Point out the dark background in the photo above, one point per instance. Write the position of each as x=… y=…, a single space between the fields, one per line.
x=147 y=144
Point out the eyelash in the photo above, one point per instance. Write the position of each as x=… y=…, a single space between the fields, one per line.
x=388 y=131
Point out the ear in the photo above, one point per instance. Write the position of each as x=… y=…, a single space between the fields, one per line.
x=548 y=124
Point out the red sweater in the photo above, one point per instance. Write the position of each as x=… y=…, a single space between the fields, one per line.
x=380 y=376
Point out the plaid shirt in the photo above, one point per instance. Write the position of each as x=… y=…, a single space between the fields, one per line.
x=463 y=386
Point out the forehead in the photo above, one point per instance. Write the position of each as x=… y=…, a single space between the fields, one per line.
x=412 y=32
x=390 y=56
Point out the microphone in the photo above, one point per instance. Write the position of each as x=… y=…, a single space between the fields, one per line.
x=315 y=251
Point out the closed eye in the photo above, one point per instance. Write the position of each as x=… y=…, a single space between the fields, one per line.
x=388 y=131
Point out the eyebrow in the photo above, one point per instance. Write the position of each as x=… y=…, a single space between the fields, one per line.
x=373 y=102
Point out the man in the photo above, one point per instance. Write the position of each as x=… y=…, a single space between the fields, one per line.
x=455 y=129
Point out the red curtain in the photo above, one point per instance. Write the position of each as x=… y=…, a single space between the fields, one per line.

§ Written request: Return every line of the listing above unchanged, from the first line to the last.

§ Solution to this exercise:
Point out the dark background in the photo above, one point per instance. Write the position of each as x=… y=…, a single space between the fields, one per line.
x=147 y=144
Point out the eyelash in the photo above, one point per instance. Write the position of each as x=… y=…, a single space between the fields, one per line.
x=388 y=131
Point out the ear in the photo above, one point per instance. Write the position of each as x=… y=…, a single space between the fields, one per line.
x=548 y=124
Point out the red sweater in the photo above, one point per instance. Write the position of each as x=… y=…, a single space between the fields, one per line.
x=380 y=376
Point out the plaid shirt in the photo above, one point per instance. Write the position of each as x=… y=…, a single space between the fields, one per line.
x=463 y=386
Point out the forehead in the photo above, one point per instance. Write the position of each as x=… y=…, a single space between the fields, one per line.
x=412 y=32
x=390 y=56
Point out the microphone in the photo above, one point per instance. Write the position of each as x=… y=…, a single space between the fields, one per line.
x=315 y=251
Point out the closed eye in the photo above, one point per instance. Write the position of each as x=… y=…, a single space between the fields, one per line.
x=388 y=131
Point out the eyebrow in the photo above, one point per instance. Write the position of each as x=… y=…, a single space between the fields, one per line.
x=373 y=102
Point out the man in the photo above, one point per instance. Write the position of each as x=… y=…, a single space between the fields, one per line.
x=455 y=129
Point out the red curtain in the photo above, one point per instance. Write the position of each as x=… y=…, a single space between the fields, one per line.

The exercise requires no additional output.